* start SUPPLIED MATERIAL *
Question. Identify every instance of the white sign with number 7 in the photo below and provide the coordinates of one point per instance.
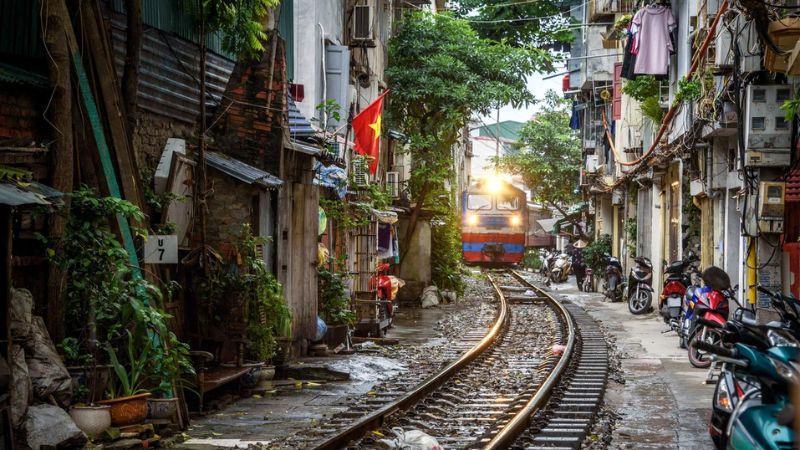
(161, 249)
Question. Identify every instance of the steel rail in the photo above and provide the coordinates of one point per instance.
(521, 421)
(376, 419)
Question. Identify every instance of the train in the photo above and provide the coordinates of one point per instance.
(494, 223)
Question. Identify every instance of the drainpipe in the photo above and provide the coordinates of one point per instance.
(324, 79)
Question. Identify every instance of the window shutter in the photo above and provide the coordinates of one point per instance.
(616, 106)
(337, 78)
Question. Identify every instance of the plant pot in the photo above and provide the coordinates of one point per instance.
(336, 335)
(283, 351)
(162, 408)
(267, 373)
(82, 376)
(127, 410)
(91, 419)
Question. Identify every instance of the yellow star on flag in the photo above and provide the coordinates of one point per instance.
(376, 127)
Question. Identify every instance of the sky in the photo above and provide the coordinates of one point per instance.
(538, 86)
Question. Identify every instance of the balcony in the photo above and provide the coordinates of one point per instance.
(601, 10)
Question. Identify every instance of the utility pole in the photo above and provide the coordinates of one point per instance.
(497, 142)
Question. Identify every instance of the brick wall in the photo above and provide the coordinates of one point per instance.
(21, 119)
(230, 205)
(249, 127)
(151, 134)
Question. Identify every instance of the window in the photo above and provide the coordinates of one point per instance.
(508, 202)
(479, 201)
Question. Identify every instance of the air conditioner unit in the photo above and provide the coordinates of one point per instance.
(393, 183)
(591, 163)
(362, 23)
(767, 133)
(771, 206)
(360, 172)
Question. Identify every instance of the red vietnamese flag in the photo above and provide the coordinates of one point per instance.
(367, 128)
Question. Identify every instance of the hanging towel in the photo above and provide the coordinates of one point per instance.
(654, 25)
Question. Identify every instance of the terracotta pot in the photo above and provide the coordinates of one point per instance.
(162, 408)
(91, 419)
(127, 410)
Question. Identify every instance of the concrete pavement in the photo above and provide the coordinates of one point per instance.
(663, 403)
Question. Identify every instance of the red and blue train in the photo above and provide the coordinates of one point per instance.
(494, 223)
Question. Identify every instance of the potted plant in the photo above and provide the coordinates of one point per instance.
(127, 395)
(334, 306)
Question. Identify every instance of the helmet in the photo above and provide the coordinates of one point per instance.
(716, 278)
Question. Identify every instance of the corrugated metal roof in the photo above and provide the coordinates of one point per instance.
(168, 83)
(242, 171)
(307, 148)
(17, 75)
(32, 194)
(793, 186)
(299, 126)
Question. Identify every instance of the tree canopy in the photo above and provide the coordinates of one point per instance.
(519, 23)
(549, 158)
(441, 73)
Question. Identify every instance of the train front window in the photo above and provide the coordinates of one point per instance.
(479, 201)
(508, 202)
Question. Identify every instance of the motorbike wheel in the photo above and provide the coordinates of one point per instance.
(611, 293)
(639, 303)
(699, 358)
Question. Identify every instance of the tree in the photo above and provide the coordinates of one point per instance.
(441, 73)
(520, 23)
(549, 157)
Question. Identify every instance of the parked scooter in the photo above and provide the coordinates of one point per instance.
(710, 304)
(673, 305)
(559, 273)
(736, 381)
(640, 286)
(588, 281)
(613, 279)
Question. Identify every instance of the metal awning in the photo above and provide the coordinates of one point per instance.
(299, 126)
(547, 224)
(242, 171)
(305, 147)
(33, 193)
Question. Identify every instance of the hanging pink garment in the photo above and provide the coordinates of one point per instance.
(654, 24)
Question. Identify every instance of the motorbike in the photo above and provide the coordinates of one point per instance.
(613, 278)
(711, 304)
(640, 289)
(674, 302)
(735, 381)
(559, 273)
(588, 281)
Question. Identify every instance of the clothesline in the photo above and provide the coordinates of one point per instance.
(689, 75)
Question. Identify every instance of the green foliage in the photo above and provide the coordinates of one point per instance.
(688, 90)
(446, 253)
(594, 253)
(531, 260)
(630, 235)
(550, 156)
(441, 73)
(334, 303)
(132, 377)
(239, 21)
(536, 23)
(642, 87)
(651, 108)
(791, 108)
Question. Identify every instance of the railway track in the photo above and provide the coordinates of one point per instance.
(534, 380)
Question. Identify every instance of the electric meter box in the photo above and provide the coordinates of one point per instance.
(771, 206)
(767, 133)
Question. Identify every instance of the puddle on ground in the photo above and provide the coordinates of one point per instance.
(368, 367)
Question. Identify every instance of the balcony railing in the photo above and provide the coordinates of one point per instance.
(605, 9)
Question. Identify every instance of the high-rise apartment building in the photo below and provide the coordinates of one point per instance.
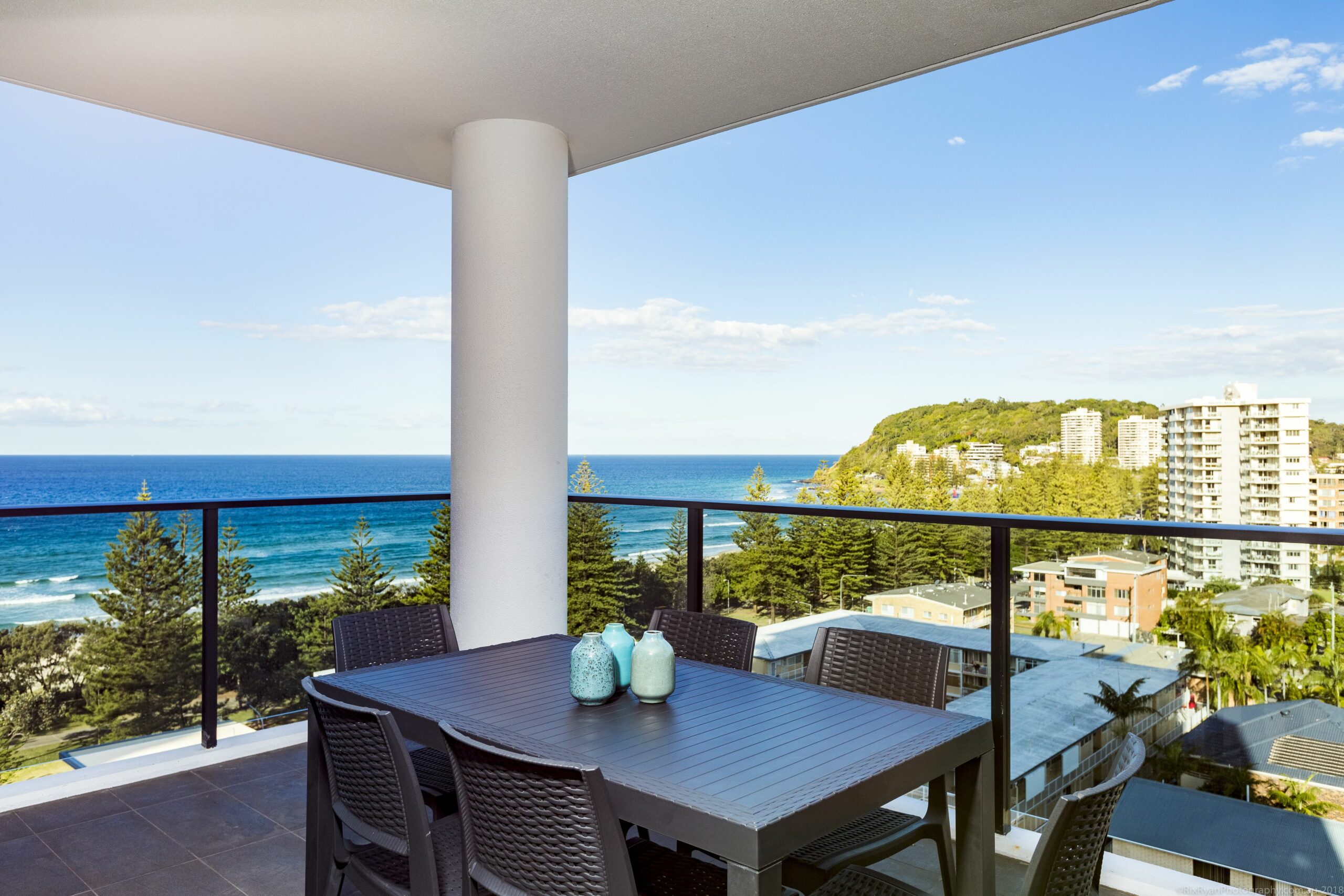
(1140, 441)
(1240, 460)
(1079, 434)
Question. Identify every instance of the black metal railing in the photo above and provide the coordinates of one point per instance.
(1000, 525)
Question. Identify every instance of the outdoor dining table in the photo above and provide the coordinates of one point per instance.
(743, 766)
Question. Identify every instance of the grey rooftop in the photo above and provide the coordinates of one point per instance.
(1307, 852)
(954, 594)
(1053, 708)
(793, 637)
(1295, 738)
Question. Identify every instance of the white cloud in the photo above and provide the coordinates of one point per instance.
(413, 319)
(47, 412)
(1334, 138)
(1331, 76)
(1270, 75)
(674, 333)
(1172, 82)
(1294, 162)
(942, 300)
(1253, 342)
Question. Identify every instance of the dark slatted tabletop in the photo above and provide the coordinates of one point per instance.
(745, 765)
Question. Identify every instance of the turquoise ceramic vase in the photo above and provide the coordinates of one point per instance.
(622, 644)
(592, 671)
(652, 668)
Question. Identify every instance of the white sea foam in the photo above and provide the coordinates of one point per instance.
(38, 598)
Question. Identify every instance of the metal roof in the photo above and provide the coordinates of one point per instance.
(796, 636)
(1052, 705)
(383, 85)
(1254, 839)
(1247, 735)
(954, 594)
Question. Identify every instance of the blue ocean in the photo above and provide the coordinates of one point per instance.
(50, 566)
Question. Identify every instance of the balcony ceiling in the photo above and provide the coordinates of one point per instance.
(382, 85)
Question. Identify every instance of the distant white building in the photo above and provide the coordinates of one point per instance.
(1140, 441)
(949, 453)
(1034, 455)
(1238, 460)
(979, 453)
(1079, 434)
(913, 450)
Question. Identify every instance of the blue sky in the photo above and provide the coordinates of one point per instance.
(1144, 208)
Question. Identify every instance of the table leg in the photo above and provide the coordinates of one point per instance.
(753, 882)
(976, 827)
(319, 860)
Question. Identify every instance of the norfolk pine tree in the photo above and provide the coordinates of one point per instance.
(598, 586)
(436, 571)
(143, 662)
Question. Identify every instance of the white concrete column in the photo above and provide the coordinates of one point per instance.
(510, 379)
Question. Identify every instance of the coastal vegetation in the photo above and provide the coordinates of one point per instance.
(1011, 424)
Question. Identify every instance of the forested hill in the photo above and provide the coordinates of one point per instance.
(1327, 438)
(1010, 424)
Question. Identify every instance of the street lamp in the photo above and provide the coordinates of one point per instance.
(850, 575)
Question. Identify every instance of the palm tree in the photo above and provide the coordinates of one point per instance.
(1327, 680)
(1213, 641)
(1122, 704)
(1052, 625)
(1299, 796)
(1172, 762)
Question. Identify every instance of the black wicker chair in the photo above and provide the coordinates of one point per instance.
(896, 668)
(1067, 858)
(536, 827)
(709, 638)
(383, 842)
(390, 636)
(1073, 842)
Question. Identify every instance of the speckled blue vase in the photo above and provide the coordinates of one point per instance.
(622, 644)
(592, 671)
(652, 668)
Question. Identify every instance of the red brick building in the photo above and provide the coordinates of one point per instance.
(1116, 593)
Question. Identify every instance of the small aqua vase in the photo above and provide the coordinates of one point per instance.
(652, 668)
(592, 671)
(622, 644)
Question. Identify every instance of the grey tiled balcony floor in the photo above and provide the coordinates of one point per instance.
(222, 830)
(229, 829)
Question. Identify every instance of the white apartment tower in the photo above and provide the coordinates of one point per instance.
(1140, 441)
(1079, 434)
(1238, 460)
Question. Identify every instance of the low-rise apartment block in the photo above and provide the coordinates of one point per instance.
(1117, 593)
(1140, 441)
(954, 604)
(1079, 434)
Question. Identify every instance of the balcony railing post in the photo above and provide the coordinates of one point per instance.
(209, 626)
(695, 559)
(1000, 664)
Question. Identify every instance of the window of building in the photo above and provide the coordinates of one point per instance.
(1217, 873)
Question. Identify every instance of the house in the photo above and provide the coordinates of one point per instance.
(953, 604)
(1115, 593)
(783, 649)
(1229, 841)
(1247, 605)
(1062, 741)
(1295, 739)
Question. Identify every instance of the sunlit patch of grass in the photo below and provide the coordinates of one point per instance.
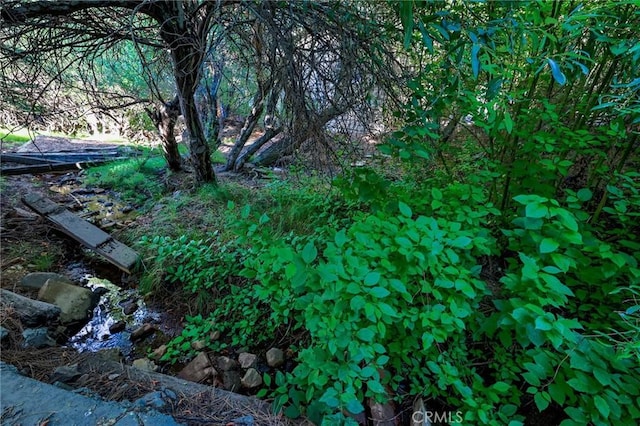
(137, 180)
(12, 139)
(38, 256)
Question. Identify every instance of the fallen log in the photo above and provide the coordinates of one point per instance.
(30, 312)
(82, 231)
(48, 168)
(26, 159)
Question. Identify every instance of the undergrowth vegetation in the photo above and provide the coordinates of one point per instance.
(499, 278)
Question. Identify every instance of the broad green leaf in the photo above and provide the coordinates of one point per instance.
(354, 406)
(562, 262)
(542, 400)
(340, 238)
(475, 62)
(602, 406)
(309, 253)
(436, 194)
(357, 303)
(405, 209)
(372, 278)
(584, 194)
(380, 292)
(536, 210)
(558, 75)
(557, 393)
(501, 387)
(461, 242)
(548, 245)
(508, 122)
(375, 386)
(366, 334)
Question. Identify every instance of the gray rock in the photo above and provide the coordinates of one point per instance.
(36, 401)
(247, 360)
(382, 414)
(275, 357)
(75, 302)
(198, 345)
(145, 364)
(224, 363)
(30, 312)
(130, 308)
(198, 370)
(251, 379)
(117, 327)
(154, 400)
(159, 352)
(111, 354)
(37, 338)
(243, 421)
(65, 374)
(36, 280)
(231, 381)
(143, 331)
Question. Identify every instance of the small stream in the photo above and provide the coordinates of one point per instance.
(95, 335)
(120, 304)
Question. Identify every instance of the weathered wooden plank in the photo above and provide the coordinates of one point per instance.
(82, 231)
(48, 168)
(25, 159)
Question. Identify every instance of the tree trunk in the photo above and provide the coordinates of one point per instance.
(285, 146)
(164, 119)
(187, 59)
(269, 134)
(247, 129)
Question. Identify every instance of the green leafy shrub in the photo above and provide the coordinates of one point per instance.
(196, 264)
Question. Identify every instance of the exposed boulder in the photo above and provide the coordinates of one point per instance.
(247, 360)
(37, 338)
(382, 414)
(159, 352)
(30, 312)
(224, 363)
(198, 370)
(117, 327)
(36, 280)
(75, 302)
(145, 364)
(252, 379)
(198, 345)
(143, 331)
(231, 381)
(65, 374)
(275, 357)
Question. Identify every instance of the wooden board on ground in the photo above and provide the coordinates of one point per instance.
(82, 231)
(49, 167)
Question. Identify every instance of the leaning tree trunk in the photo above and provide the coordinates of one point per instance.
(269, 134)
(164, 119)
(187, 59)
(249, 124)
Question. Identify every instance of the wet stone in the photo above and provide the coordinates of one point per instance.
(252, 379)
(117, 327)
(225, 363)
(37, 338)
(275, 357)
(247, 360)
(231, 381)
(143, 331)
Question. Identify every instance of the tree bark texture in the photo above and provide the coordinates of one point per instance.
(164, 119)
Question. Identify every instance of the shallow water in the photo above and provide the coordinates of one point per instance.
(95, 335)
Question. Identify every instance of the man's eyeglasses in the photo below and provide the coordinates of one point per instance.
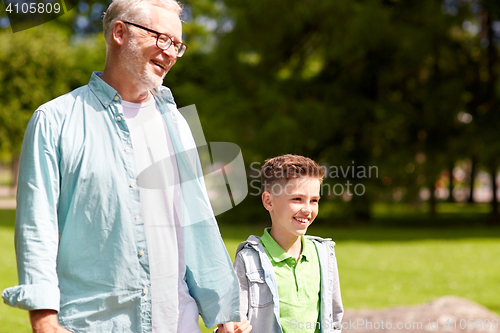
* end SUPPLIED MATERIAL *
**TASK REQUIREMENTS**
List every line of the records above that contains the word "small", copying each line in full. Case counts.

**THE COMPLETED TASK**
Question. Identify every instance of the small aqua vase in the photo above and provide the coordinates of one point per instance.
Question. Identify every instance of the small stream in the photo above and provide the coordinates of one point per instance.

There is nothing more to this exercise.